▶ _Exercise brief_
A full, word-for-word copy of the listing below is needed; leave the images out of it.

[[ Data supplied open ]]

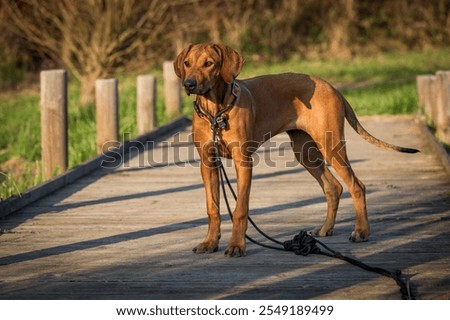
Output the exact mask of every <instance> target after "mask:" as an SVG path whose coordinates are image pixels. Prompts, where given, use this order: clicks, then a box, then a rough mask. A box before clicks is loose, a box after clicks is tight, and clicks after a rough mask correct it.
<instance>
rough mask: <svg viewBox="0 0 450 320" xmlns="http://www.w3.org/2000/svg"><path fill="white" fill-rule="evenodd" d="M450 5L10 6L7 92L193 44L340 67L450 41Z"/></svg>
mask: <svg viewBox="0 0 450 320" xmlns="http://www.w3.org/2000/svg"><path fill="white" fill-rule="evenodd" d="M449 9H450V1H449V0H428V1H422V0H377V1H370V0H136V1H133V0H125V1H121V0H83V1H77V0H50V1H39V0H23V1H21V0H16V1H14V0H2V5H1V6H0V17H1V19H0V21H1V22H0V30H2V32H1V33H0V43H1V44H2V45H1V46H0V61H1V62H0V82H1V84H2V86H3V87H5V86H8V85H15V84H17V83H19V82H21V81H23V80H24V79H25V78H26V77H27V76H28V74H29V73H30V72H31V73H33V72H37V71H39V70H41V69H44V68H49V67H52V66H54V67H63V68H67V69H68V70H69V72H70V73H71V74H72V75H73V76H74V77H76V78H77V79H79V80H80V81H81V82H82V86H83V88H82V95H83V96H82V102H88V101H90V100H92V94H93V91H92V90H93V89H92V88H93V81H95V79H97V78H100V77H106V76H111V75H113V74H114V73H115V72H116V71H117V70H118V69H121V70H126V71H134V70H136V69H137V68H139V69H142V67H143V66H146V67H147V68H148V67H151V66H156V65H157V64H160V63H161V62H162V61H163V60H168V59H172V58H174V57H175V55H176V53H177V52H179V51H181V49H182V48H183V47H184V46H185V45H187V44H188V43H196V42H203V41H211V42H222V43H226V44H228V45H230V46H232V47H233V48H235V49H236V50H238V51H240V52H242V54H244V55H245V56H246V58H247V60H248V61H249V60H251V61H257V62H267V61H277V60H283V59H287V58H292V57H298V58H311V57H312V58H314V57H322V58H336V57H352V56H355V55H360V54H374V53H380V52H387V51H399V50H401V51H404V50H417V49H421V50H423V49H430V48H435V47H443V46H448V45H449V41H450V16H449Z"/></svg>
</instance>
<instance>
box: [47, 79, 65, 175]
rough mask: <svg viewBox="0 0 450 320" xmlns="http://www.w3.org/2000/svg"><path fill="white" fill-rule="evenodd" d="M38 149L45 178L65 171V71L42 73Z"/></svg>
mask: <svg viewBox="0 0 450 320" xmlns="http://www.w3.org/2000/svg"><path fill="white" fill-rule="evenodd" d="M41 145H42V146H41V147H42V164H43V176H44V179H45V180H47V179H50V178H51V177H52V176H53V175H55V174H58V173H61V172H62V171H65V170H66V169H67V163H68V155H67V71H66V70H48V71H42V72H41Z"/></svg>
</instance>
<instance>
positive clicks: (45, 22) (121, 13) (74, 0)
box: [4, 0, 170, 104]
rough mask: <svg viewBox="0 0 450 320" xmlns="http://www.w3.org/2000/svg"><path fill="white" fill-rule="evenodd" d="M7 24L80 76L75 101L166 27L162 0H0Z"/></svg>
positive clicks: (154, 45) (142, 46) (46, 54)
mask: <svg viewBox="0 0 450 320" xmlns="http://www.w3.org/2000/svg"><path fill="white" fill-rule="evenodd" d="M4 5H5V9H6V13H7V18H8V19H9V27H10V28H11V30H12V31H14V32H15V33H16V34H17V35H18V36H21V37H23V38H25V39H26V40H27V41H29V42H30V43H32V44H33V45H34V46H35V48H36V49H37V50H38V51H39V52H40V53H41V54H43V55H45V56H47V57H49V58H50V59H52V60H53V61H55V62H57V63H59V64H60V65H61V66H63V67H65V68H67V69H68V71H69V72H70V73H71V74H72V75H73V76H75V77H76V78H78V79H79V80H80V82H81V102H82V103H83V104H87V103H89V102H92V101H93V93H94V82H95V80H96V79H98V78H102V77H107V76H111V75H112V74H113V73H114V72H115V71H116V70H117V69H118V68H120V67H122V66H124V65H126V64H130V63H133V62H137V61H138V59H137V57H140V58H142V57H148V55H147V54H144V53H145V52H146V51H147V50H149V49H150V48H152V46H153V47H154V46H155V44H156V43H157V40H158V38H159V37H161V34H162V33H163V31H164V28H165V27H166V23H165V22H166V21H167V19H168V11H169V6H170V2H169V1H167V0H147V1H144V0H123V1H122V0H108V1H103V0H83V1H77V0H59V1H56V0H50V1H40V0H16V1H6V2H5V3H4Z"/></svg>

[[ Data supplied closed ]]

▶ _Written solution_
Output the exact mask of every <instance> target after "mask:" as an SVG path whose coordinates are image pixels. Prompts, where given, use this order: clicks, then a box, then a rough mask. A box before clicks is loose, a box after clicks is tight, and clicks after a rough mask correct it.
<instance>
rough mask: <svg viewBox="0 0 450 320" xmlns="http://www.w3.org/2000/svg"><path fill="white" fill-rule="evenodd" d="M450 5L10 6L7 92L193 44L340 67L450 41Z"/></svg>
mask: <svg viewBox="0 0 450 320" xmlns="http://www.w3.org/2000/svg"><path fill="white" fill-rule="evenodd" d="M449 9H450V1H449V0H428V1H422V0H377V1H370V0H136V1H133V0H125V1H121V0H83V1H77V0H50V1H39V0H23V1H21V0H16V1H14V0H2V5H1V6H0V17H1V19H0V21H1V22H0V30H2V32H1V33H0V43H1V44H2V45H1V46H0V61H1V62H0V82H1V84H2V86H3V87H5V86H8V85H15V84H17V83H19V82H21V81H23V80H24V79H25V78H26V77H27V76H28V74H29V73H30V72H31V73H33V72H37V71H39V70H41V69H44V68H49V67H52V66H54V67H63V68H67V69H68V70H69V72H70V73H71V74H72V75H73V76H74V77H76V78H77V79H79V80H80V81H81V82H82V86H83V88H82V95H83V96H82V102H88V101H90V100H92V94H93V91H92V90H93V89H92V88H93V81H95V79H97V78H100V77H106V76H111V75H113V74H114V73H115V72H116V71H117V70H118V69H121V70H126V71H134V70H136V69H137V68H139V69H142V67H143V66H146V67H147V68H148V67H151V66H156V65H157V64H160V63H161V62H162V61H163V60H168V59H172V58H174V57H175V55H176V53H177V52H179V51H181V49H182V48H183V47H184V46H185V45H187V44H188V43H196V42H203V41H211V42H222V43H226V44H228V45H230V46H232V47H233V48H235V49H236V50H238V51H240V52H242V54H244V55H245V56H246V58H247V60H248V61H249V60H251V61H257V62H267V61H277V60H283V59H287V58H292V57H298V58H311V57H312V58H314V57H322V58H336V57H352V56H355V55H360V54H374V53H380V52H387V51H399V50H401V51H404V50H417V49H421V50H423V49H430V48H435V47H443V46H448V45H449V41H450V16H449Z"/></svg>
</instance>
<instance>
box: [47, 79, 65, 175]
rough mask: <svg viewBox="0 0 450 320" xmlns="http://www.w3.org/2000/svg"><path fill="white" fill-rule="evenodd" d="M38 149L45 178L65 171V71L42 73Z"/></svg>
mask: <svg viewBox="0 0 450 320" xmlns="http://www.w3.org/2000/svg"><path fill="white" fill-rule="evenodd" d="M41 145H42V146H41V147H42V164H43V176H44V179H45V180H47V179H50V178H51V177H52V176H53V175H55V174H58V173H61V172H62V171H65V170H66V169H67V163H68V155H67V71H66V70H48V71H42V72H41Z"/></svg>
</instance>
<instance>
positive clicks: (45, 22) (121, 13) (74, 0)
box: [4, 0, 170, 104]
rough mask: <svg viewBox="0 0 450 320" xmlns="http://www.w3.org/2000/svg"><path fill="white" fill-rule="evenodd" d="M7 24L80 76L75 101L166 27L162 0H0Z"/></svg>
positive clicks: (154, 45) (142, 46) (46, 54)
mask: <svg viewBox="0 0 450 320" xmlns="http://www.w3.org/2000/svg"><path fill="white" fill-rule="evenodd" d="M4 5H5V9H6V13H7V18H8V19H9V27H10V28H11V30H12V31H14V32H15V33H16V34H17V35H18V36H21V37H23V38H25V39H26V40H27V41H29V42H30V43H32V44H33V45H34V46H35V48H36V49H37V50H38V51H39V52H40V53H41V54H43V55H45V56H47V57H49V58H50V59H52V60H53V61H55V62H57V63H59V64H60V65H61V66H63V67H65V68H67V69H68V71H69V72H70V73H71V74H72V75H73V76H75V77H76V78H78V79H79V80H80V82H81V102H82V103H83V104H87V103H89V102H92V101H93V93H94V82H95V80H96V79H98V78H102V77H107V76H111V75H112V74H113V73H114V72H115V71H116V70H117V69H118V68H120V67H122V66H124V65H126V64H130V63H133V62H137V61H138V59H137V57H140V58H142V57H148V55H147V54H144V53H145V52H146V51H147V50H149V49H150V48H152V46H153V47H154V46H155V44H156V43H157V40H158V38H159V37H161V34H162V33H163V31H164V28H165V27H166V23H165V22H166V21H167V19H168V11H169V6H170V2H169V1H167V0H147V1H144V0H123V1H122V0H108V1H103V0H83V1H77V0H59V1H56V0H50V1H40V0H16V1H6V2H5V3H4Z"/></svg>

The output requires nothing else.